##### Data for this exercise #####

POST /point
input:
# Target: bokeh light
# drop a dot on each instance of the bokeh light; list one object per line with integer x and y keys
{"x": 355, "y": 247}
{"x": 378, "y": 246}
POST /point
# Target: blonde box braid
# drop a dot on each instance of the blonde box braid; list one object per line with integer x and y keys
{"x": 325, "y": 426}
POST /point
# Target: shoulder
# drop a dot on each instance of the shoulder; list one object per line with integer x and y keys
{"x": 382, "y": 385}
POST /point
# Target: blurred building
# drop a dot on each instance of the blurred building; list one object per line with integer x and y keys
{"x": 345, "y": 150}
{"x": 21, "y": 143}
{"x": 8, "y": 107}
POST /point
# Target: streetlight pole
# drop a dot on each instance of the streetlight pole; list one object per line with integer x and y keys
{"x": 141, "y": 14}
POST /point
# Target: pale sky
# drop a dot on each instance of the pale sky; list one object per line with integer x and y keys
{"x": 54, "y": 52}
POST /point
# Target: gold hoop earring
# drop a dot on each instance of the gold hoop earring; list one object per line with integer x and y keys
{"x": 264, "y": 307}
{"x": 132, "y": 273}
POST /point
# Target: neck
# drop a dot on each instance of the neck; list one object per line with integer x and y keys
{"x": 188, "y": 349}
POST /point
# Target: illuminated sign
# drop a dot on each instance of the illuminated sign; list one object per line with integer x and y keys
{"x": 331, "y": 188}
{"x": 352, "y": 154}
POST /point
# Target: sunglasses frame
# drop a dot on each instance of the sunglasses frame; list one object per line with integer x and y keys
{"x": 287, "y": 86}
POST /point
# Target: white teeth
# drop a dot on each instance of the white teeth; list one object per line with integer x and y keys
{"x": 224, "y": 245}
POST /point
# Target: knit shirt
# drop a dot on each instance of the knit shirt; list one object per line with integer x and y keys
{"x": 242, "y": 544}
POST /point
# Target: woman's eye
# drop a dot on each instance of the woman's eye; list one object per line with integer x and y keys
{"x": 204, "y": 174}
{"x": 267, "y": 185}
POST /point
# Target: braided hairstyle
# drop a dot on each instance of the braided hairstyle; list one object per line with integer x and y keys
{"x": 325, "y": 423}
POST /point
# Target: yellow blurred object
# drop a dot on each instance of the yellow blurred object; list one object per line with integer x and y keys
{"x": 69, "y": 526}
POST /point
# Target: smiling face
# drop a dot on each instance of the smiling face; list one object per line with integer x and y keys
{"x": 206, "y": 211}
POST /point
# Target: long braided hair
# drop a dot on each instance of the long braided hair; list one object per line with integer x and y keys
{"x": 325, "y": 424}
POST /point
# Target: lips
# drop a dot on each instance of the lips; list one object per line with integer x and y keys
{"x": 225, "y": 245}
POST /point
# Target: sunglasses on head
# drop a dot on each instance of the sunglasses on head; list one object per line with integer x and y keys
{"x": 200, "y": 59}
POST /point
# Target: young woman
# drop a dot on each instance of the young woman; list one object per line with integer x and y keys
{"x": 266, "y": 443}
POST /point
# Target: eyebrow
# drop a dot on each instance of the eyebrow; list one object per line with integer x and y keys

#####

Whenever "eyebrow" occurs in a line of the entries, copy that line.

Solution for this exercise:
# Target: eyebrow
# drop a dot on each instance of the eyebrow; list one object per line with integer x and y keys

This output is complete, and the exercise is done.